§ **WHAT IS EXPECTED**
Please return, with no alterations, the lines below from the very first through the one that contains "mark: the sandy beach".

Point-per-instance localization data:
=== Section Start ===
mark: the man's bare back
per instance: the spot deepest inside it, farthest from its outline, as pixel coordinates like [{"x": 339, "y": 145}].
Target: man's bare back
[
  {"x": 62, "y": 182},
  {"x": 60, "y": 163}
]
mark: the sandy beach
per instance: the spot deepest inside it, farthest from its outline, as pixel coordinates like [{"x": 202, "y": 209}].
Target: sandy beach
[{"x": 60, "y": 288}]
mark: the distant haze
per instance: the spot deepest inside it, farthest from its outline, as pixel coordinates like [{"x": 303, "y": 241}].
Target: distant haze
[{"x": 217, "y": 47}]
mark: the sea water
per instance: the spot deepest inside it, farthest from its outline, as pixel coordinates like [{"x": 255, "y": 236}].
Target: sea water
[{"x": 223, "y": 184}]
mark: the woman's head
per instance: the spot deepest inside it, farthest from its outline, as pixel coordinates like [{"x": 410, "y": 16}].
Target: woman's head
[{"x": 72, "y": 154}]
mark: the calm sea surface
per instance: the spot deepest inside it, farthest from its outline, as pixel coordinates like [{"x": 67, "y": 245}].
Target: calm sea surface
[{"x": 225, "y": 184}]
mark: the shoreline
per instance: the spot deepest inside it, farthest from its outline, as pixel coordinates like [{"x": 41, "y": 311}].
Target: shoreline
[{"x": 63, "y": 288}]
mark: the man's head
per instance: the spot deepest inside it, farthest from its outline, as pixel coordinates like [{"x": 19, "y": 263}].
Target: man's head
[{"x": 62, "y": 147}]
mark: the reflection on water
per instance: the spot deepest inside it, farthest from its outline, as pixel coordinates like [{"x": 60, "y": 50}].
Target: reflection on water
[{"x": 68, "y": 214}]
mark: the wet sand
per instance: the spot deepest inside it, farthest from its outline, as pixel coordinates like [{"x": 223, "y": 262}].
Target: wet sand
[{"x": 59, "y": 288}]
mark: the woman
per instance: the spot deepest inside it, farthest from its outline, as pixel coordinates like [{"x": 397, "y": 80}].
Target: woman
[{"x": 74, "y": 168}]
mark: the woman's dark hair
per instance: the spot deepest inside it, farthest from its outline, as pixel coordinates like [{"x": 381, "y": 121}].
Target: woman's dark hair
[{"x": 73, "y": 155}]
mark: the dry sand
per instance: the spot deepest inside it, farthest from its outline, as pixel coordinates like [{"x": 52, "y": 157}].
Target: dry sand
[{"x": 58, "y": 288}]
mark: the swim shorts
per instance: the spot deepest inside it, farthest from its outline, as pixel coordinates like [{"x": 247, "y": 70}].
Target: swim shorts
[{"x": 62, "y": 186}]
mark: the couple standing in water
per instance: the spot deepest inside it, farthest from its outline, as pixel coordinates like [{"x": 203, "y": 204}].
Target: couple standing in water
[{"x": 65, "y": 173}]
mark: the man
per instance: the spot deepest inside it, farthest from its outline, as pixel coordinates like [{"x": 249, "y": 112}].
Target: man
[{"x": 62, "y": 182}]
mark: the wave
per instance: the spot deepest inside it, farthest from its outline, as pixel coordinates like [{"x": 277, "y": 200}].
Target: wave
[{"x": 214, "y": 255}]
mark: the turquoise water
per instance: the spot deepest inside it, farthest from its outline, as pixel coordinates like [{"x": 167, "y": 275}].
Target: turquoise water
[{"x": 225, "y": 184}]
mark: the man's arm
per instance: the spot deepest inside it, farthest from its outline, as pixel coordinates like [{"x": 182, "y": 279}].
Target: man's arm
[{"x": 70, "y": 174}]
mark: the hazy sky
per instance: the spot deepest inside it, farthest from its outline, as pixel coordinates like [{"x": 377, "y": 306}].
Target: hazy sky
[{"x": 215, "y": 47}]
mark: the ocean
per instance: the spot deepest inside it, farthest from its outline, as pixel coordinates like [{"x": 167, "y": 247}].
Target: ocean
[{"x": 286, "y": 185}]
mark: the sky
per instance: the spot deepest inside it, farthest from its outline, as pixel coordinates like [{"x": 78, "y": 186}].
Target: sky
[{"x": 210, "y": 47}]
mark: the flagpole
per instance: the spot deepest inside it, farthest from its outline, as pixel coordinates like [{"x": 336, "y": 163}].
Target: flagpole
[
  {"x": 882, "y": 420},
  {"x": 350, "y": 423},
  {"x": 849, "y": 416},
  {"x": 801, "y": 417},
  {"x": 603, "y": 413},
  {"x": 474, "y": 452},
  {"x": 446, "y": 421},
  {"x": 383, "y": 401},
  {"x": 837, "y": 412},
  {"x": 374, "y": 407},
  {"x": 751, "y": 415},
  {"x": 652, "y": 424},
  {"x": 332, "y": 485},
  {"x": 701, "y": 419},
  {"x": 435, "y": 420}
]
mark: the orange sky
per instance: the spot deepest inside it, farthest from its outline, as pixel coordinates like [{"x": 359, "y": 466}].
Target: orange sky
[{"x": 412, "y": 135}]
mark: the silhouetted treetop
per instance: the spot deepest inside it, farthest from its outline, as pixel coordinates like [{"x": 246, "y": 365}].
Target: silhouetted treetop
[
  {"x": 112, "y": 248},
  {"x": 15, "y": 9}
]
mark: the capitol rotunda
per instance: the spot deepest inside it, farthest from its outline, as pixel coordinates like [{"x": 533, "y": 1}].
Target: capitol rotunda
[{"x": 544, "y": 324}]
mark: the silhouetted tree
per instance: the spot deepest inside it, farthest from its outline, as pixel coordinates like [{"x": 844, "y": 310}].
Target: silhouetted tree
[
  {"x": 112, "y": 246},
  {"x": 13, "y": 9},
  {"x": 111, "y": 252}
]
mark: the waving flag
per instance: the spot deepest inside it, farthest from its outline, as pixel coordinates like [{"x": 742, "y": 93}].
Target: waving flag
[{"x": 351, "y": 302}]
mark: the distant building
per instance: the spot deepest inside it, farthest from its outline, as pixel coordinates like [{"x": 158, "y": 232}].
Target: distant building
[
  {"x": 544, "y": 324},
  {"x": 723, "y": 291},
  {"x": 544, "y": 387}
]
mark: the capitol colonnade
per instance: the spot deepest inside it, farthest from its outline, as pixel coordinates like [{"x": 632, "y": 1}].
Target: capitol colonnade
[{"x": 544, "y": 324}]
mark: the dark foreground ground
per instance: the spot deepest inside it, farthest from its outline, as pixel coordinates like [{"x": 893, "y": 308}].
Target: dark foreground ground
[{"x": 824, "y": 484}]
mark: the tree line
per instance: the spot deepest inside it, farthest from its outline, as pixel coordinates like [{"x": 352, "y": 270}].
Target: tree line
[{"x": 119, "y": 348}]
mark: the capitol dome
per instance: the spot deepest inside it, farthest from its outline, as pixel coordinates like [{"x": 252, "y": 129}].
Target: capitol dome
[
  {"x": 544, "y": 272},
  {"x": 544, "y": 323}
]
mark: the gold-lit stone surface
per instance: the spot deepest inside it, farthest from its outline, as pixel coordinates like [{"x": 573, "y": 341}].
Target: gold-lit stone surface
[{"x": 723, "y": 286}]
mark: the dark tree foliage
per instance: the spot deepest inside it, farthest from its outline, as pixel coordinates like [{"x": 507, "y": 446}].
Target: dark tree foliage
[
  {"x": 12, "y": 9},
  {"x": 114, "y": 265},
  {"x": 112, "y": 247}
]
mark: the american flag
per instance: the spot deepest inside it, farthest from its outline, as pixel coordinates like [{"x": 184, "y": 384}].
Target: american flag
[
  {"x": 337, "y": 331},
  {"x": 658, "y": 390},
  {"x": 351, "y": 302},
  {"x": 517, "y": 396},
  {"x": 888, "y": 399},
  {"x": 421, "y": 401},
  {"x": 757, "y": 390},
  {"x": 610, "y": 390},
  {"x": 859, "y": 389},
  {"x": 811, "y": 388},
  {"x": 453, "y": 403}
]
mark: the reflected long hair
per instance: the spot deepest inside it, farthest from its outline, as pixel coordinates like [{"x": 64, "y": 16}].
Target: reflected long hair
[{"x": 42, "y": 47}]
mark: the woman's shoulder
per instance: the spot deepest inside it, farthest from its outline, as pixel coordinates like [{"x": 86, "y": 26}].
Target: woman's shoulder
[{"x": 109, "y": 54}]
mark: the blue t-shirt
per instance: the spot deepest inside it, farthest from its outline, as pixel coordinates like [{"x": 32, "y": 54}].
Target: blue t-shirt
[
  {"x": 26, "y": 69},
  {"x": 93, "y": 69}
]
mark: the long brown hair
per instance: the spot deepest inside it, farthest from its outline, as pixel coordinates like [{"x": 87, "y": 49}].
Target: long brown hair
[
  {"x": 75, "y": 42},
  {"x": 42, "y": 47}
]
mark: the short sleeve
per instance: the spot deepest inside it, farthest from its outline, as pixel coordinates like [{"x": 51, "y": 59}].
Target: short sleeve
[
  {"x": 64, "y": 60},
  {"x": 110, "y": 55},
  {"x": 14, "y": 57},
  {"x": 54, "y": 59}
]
=== Section End ===
§ **RESPONSE**
mark: the man's bare back
per instance: the spot deepest inside it, farthest from its outline, as pixel coordinates like [{"x": 339, "y": 145}].
Target: man's bare back
[
  {"x": 62, "y": 182},
  {"x": 60, "y": 163}
]
mark: the sandy beach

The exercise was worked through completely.